## BEGIN

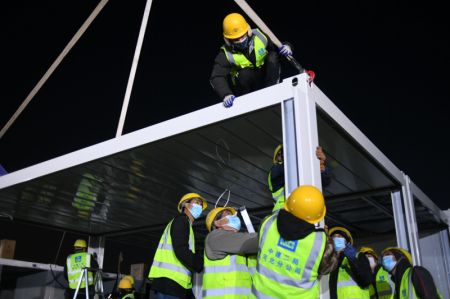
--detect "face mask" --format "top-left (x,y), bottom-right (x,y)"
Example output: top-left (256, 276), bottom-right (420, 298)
top-left (189, 203), bottom-right (203, 219)
top-left (231, 35), bottom-right (250, 51)
top-left (368, 256), bottom-right (377, 270)
top-left (225, 215), bottom-right (241, 231)
top-left (383, 255), bottom-right (397, 272)
top-left (333, 237), bottom-right (345, 252)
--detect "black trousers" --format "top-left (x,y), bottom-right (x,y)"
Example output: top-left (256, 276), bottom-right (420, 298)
top-left (232, 52), bottom-right (280, 96)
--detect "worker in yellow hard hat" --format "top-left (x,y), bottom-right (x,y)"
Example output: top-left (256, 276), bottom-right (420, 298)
top-left (328, 226), bottom-right (372, 299)
top-left (358, 247), bottom-right (395, 299)
top-left (210, 13), bottom-right (292, 108)
top-left (252, 185), bottom-right (335, 298)
top-left (267, 144), bottom-right (331, 212)
top-left (119, 276), bottom-right (136, 299)
top-left (148, 193), bottom-right (207, 298)
top-left (202, 207), bottom-right (258, 299)
top-left (381, 247), bottom-right (443, 299)
top-left (64, 239), bottom-right (98, 298)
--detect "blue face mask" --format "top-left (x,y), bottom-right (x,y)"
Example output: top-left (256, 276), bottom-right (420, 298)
top-left (333, 237), bottom-right (345, 252)
top-left (189, 203), bottom-right (203, 219)
top-left (382, 255), bottom-right (397, 272)
top-left (225, 215), bottom-right (241, 231)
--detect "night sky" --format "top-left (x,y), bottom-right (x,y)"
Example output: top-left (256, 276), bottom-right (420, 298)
top-left (0, 0), bottom-right (450, 209)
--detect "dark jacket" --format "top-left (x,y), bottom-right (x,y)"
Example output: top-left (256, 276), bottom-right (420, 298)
top-left (209, 34), bottom-right (278, 100)
top-left (391, 259), bottom-right (439, 299)
top-left (152, 214), bottom-right (203, 298)
top-left (329, 248), bottom-right (373, 299)
top-left (277, 209), bottom-right (336, 275)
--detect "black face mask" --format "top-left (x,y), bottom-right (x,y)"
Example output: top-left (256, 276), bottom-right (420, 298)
top-left (231, 36), bottom-right (250, 51)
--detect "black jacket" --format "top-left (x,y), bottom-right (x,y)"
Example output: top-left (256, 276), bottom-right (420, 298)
top-left (391, 259), bottom-right (439, 299)
top-left (152, 214), bottom-right (203, 298)
top-left (209, 34), bottom-right (278, 100)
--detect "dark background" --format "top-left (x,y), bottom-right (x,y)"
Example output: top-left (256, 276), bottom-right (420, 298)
top-left (0, 0), bottom-right (450, 270)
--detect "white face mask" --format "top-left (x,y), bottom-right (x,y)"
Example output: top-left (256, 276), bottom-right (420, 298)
top-left (367, 256), bottom-right (377, 270)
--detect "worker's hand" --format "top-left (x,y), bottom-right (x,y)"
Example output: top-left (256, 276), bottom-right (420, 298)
top-left (223, 94), bottom-right (236, 108)
top-left (278, 44), bottom-right (292, 57)
top-left (316, 146), bottom-right (327, 172)
top-left (344, 243), bottom-right (356, 260)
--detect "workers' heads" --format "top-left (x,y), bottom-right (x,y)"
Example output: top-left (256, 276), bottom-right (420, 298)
top-left (178, 193), bottom-right (208, 219)
top-left (119, 277), bottom-right (133, 291)
top-left (223, 13), bottom-right (252, 50)
top-left (359, 247), bottom-right (378, 272)
top-left (73, 239), bottom-right (87, 251)
top-left (381, 247), bottom-right (413, 272)
top-left (328, 226), bottom-right (353, 252)
top-left (272, 144), bottom-right (283, 164)
top-left (284, 185), bottom-right (327, 224)
top-left (206, 207), bottom-right (241, 231)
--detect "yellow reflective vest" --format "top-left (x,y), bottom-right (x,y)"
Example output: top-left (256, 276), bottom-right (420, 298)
top-left (66, 252), bottom-right (94, 290)
top-left (148, 220), bottom-right (195, 289)
top-left (252, 213), bottom-right (326, 299)
top-left (202, 254), bottom-right (252, 299)
top-left (337, 257), bottom-right (370, 299)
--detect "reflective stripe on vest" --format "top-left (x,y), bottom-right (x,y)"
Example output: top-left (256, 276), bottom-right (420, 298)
top-left (252, 213), bottom-right (326, 299)
top-left (370, 267), bottom-right (395, 299)
top-left (267, 171), bottom-right (285, 212)
top-left (221, 29), bottom-right (267, 69)
top-left (337, 257), bottom-right (370, 299)
top-left (148, 220), bottom-right (195, 289)
top-left (66, 252), bottom-right (94, 290)
top-left (202, 254), bottom-right (252, 298)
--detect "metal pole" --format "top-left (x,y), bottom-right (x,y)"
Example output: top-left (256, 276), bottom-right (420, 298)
top-left (116, 0), bottom-right (152, 137)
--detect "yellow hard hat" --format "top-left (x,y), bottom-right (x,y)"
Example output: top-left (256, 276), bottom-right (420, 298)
top-left (359, 246), bottom-right (378, 259)
top-left (205, 207), bottom-right (236, 232)
top-left (272, 144), bottom-right (283, 164)
top-left (123, 275), bottom-right (134, 285)
top-left (119, 277), bottom-right (133, 289)
top-left (178, 193), bottom-right (208, 213)
top-left (284, 185), bottom-right (327, 224)
top-left (223, 13), bottom-right (250, 39)
top-left (73, 239), bottom-right (87, 248)
top-left (381, 247), bottom-right (413, 265)
top-left (328, 226), bottom-right (353, 245)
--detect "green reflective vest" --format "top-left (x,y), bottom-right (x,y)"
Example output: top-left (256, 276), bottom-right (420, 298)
top-left (252, 213), bottom-right (326, 299)
top-left (369, 267), bottom-right (395, 299)
top-left (66, 252), bottom-right (94, 290)
top-left (148, 220), bottom-right (195, 289)
top-left (337, 257), bottom-right (370, 299)
top-left (202, 254), bottom-right (252, 298)
top-left (267, 171), bottom-right (285, 213)
top-left (221, 29), bottom-right (267, 82)
top-left (398, 268), bottom-right (442, 299)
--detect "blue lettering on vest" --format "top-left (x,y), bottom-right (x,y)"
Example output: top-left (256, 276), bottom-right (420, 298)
top-left (278, 237), bottom-right (298, 252)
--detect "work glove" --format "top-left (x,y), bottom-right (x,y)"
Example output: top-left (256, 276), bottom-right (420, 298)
top-left (344, 243), bottom-right (356, 260)
top-left (278, 44), bottom-right (292, 57)
top-left (223, 94), bottom-right (236, 108)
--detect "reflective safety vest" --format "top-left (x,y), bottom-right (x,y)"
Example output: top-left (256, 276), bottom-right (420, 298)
top-left (148, 220), bottom-right (195, 289)
top-left (221, 29), bottom-right (267, 79)
top-left (369, 267), bottom-right (395, 299)
top-left (66, 252), bottom-right (94, 290)
top-left (202, 254), bottom-right (252, 298)
top-left (252, 213), bottom-right (326, 299)
top-left (267, 171), bottom-right (285, 213)
top-left (337, 257), bottom-right (370, 299)
top-left (398, 268), bottom-right (442, 299)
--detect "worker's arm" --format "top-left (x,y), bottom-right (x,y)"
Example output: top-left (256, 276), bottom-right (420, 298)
top-left (205, 230), bottom-right (258, 260)
top-left (209, 50), bottom-right (233, 100)
top-left (411, 266), bottom-right (439, 299)
top-left (170, 214), bottom-right (203, 272)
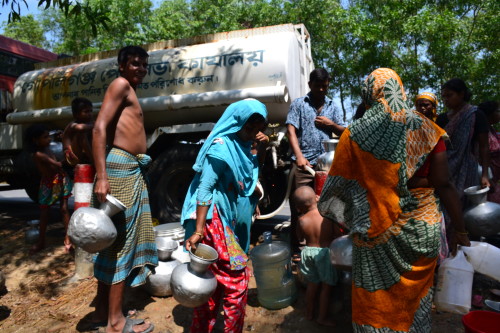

## END

Copy all the entries above word for word, leaving out the pictures.

--detect "face mask" --format "top-left (x,y), bottom-right (x,y)"
Example output: top-left (256, 276), bottom-right (420, 298)
top-left (189, 203), bottom-right (203, 219)
top-left (231, 35), bottom-right (250, 51)
top-left (368, 256), bottom-right (377, 270)
top-left (225, 215), bottom-right (241, 231)
top-left (383, 255), bottom-right (397, 272)
top-left (333, 237), bottom-right (345, 252)
--detect "black trousers" --format "top-left (x,y), bottom-right (x,y)"
Example output: top-left (256, 276), bottom-right (420, 298)
top-left (232, 52), bottom-right (280, 96)
--detect "worker in yellow hard hat" --format "top-left (x,y), bottom-right (x,y)"
Example output: top-left (256, 276), bottom-right (420, 298)
top-left (328, 226), bottom-right (372, 299)
top-left (358, 247), bottom-right (395, 299)
top-left (210, 13), bottom-right (292, 108)
top-left (252, 185), bottom-right (335, 298)
top-left (267, 144), bottom-right (331, 212)
top-left (119, 276), bottom-right (136, 299)
top-left (148, 193), bottom-right (207, 298)
top-left (202, 207), bottom-right (258, 299)
top-left (381, 247), bottom-right (443, 299)
top-left (64, 239), bottom-right (98, 298)
--detect "blue face mask" --format "top-left (x,y), bottom-right (x,y)"
Example output: top-left (256, 276), bottom-right (420, 298)
top-left (333, 237), bottom-right (345, 252)
top-left (189, 203), bottom-right (203, 219)
top-left (382, 255), bottom-right (397, 272)
top-left (225, 215), bottom-right (241, 231)
--detect "night sky" --format "top-left (x,y), bottom-right (x,y)"
Example output: top-left (256, 276), bottom-right (420, 298)
top-left (0, 0), bottom-right (450, 209)
--detect "dark jacket" --format "top-left (x,y), bottom-right (x,y)"
Example output: top-left (256, 276), bottom-right (420, 298)
top-left (209, 34), bottom-right (278, 100)
top-left (391, 259), bottom-right (439, 299)
top-left (152, 214), bottom-right (203, 298)
top-left (329, 248), bottom-right (373, 299)
top-left (277, 209), bottom-right (336, 275)
--detect "black face mask" --format "top-left (x,y), bottom-right (x,y)"
Example output: top-left (256, 276), bottom-right (420, 298)
top-left (231, 36), bottom-right (250, 51)
--detect "black jacket" --format "top-left (x,y), bottom-right (x,y)"
Example output: top-left (256, 276), bottom-right (420, 298)
top-left (391, 259), bottom-right (439, 299)
top-left (152, 214), bottom-right (203, 298)
top-left (209, 34), bottom-right (278, 100)
--detect "dark background" --format "top-left (x,y), bottom-right (x,y)"
Example output: top-left (256, 276), bottom-right (420, 298)
top-left (0, 0), bottom-right (450, 270)
--detect "white face mask" --format "top-left (x,y), bottom-right (x,y)"
Example output: top-left (256, 276), bottom-right (420, 298)
top-left (367, 256), bottom-right (377, 270)
--detect "worker's hand" --format "top-left (x,y), bottom-right (x,y)"
Example output: top-left (256, 276), bottom-right (420, 298)
top-left (223, 94), bottom-right (236, 108)
top-left (278, 44), bottom-right (292, 57)
top-left (316, 146), bottom-right (327, 172)
top-left (344, 243), bottom-right (356, 260)
--detect "workers' heads" --format "top-left (x,y), bottom-right (x,y)"
Example output: top-left (256, 276), bottom-right (420, 298)
top-left (178, 193), bottom-right (208, 219)
top-left (119, 277), bottom-right (133, 291)
top-left (223, 13), bottom-right (252, 50)
top-left (359, 247), bottom-right (378, 272)
top-left (73, 239), bottom-right (87, 251)
top-left (381, 247), bottom-right (413, 272)
top-left (328, 226), bottom-right (353, 252)
top-left (272, 144), bottom-right (283, 164)
top-left (284, 185), bottom-right (327, 224)
top-left (206, 207), bottom-right (241, 231)
--detect "yellow reflective vest" --format "top-left (x,y), bottom-right (x,y)"
Example output: top-left (256, 276), bottom-right (420, 298)
top-left (66, 252), bottom-right (94, 290)
top-left (148, 220), bottom-right (195, 289)
top-left (252, 213), bottom-right (326, 299)
top-left (202, 254), bottom-right (252, 299)
top-left (337, 257), bottom-right (370, 299)
--detect "reflective stripe on vest" --format "top-left (x,y), bottom-right (x,y)"
Example output: top-left (256, 276), bottom-right (420, 298)
top-left (252, 213), bottom-right (326, 299)
top-left (370, 267), bottom-right (395, 299)
top-left (267, 171), bottom-right (285, 212)
top-left (221, 29), bottom-right (267, 69)
top-left (337, 257), bottom-right (370, 299)
top-left (148, 220), bottom-right (195, 289)
top-left (66, 252), bottom-right (94, 290)
top-left (202, 254), bottom-right (252, 298)
--detect "metal pole" --format "top-left (x,y), bottom-right (x,y)"
Example output: top-left (256, 276), bottom-right (420, 298)
top-left (116, 0), bottom-right (152, 137)
--detect "yellow hard hat" --format "top-left (x,y), bottom-right (x,y)"
Example output: top-left (256, 276), bottom-right (420, 298)
top-left (359, 246), bottom-right (378, 259)
top-left (205, 207), bottom-right (236, 232)
top-left (272, 144), bottom-right (283, 164)
top-left (123, 275), bottom-right (134, 285)
top-left (119, 277), bottom-right (133, 289)
top-left (178, 193), bottom-right (208, 213)
top-left (284, 185), bottom-right (327, 224)
top-left (223, 13), bottom-right (250, 39)
top-left (73, 239), bottom-right (87, 248)
top-left (381, 247), bottom-right (413, 265)
top-left (328, 226), bottom-right (353, 245)
--detect "green reflective vest" --format "top-left (x,y), bottom-right (x,y)"
Example output: top-left (256, 276), bottom-right (420, 298)
top-left (252, 213), bottom-right (326, 299)
top-left (369, 267), bottom-right (395, 299)
top-left (66, 252), bottom-right (94, 290)
top-left (148, 220), bottom-right (195, 289)
top-left (337, 257), bottom-right (370, 299)
top-left (202, 254), bottom-right (252, 298)
top-left (267, 171), bottom-right (285, 213)
top-left (221, 29), bottom-right (267, 82)
top-left (398, 268), bottom-right (442, 299)
--detect "blue lettering on vest" --format "top-left (x,y), bottom-right (x,y)"
Example output: top-left (256, 276), bottom-right (420, 298)
top-left (278, 237), bottom-right (298, 252)
--detect "work glove" --format "top-left (x,y), bottom-right (x,y)"
Example output: top-left (256, 276), bottom-right (420, 298)
top-left (344, 243), bottom-right (356, 260)
top-left (278, 44), bottom-right (292, 57)
top-left (223, 94), bottom-right (236, 108)
--detect "reflective safety vest" --format "top-left (x,y), bottom-right (x,y)"
Example output: top-left (256, 276), bottom-right (420, 298)
top-left (148, 220), bottom-right (195, 289)
top-left (221, 29), bottom-right (267, 79)
top-left (369, 267), bottom-right (395, 299)
top-left (66, 252), bottom-right (94, 290)
top-left (202, 254), bottom-right (252, 298)
top-left (252, 213), bottom-right (326, 299)
top-left (267, 171), bottom-right (285, 213)
top-left (337, 257), bottom-right (370, 299)
top-left (398, 268), bottom-right (442, 299)
--detect "worker's arm" --format "top-left (x,y), bottom-right (x,y)"
Example output: top-left (256, 276), bottom-right (420, 298)
top-left (205, 230), bottom-right (258, 260)
top-left (209, 50), bottom-right (233, 100)
top-left (411, 266), bottom-right (439, 299)
top-left (170, 214), bottom-right (203, 272)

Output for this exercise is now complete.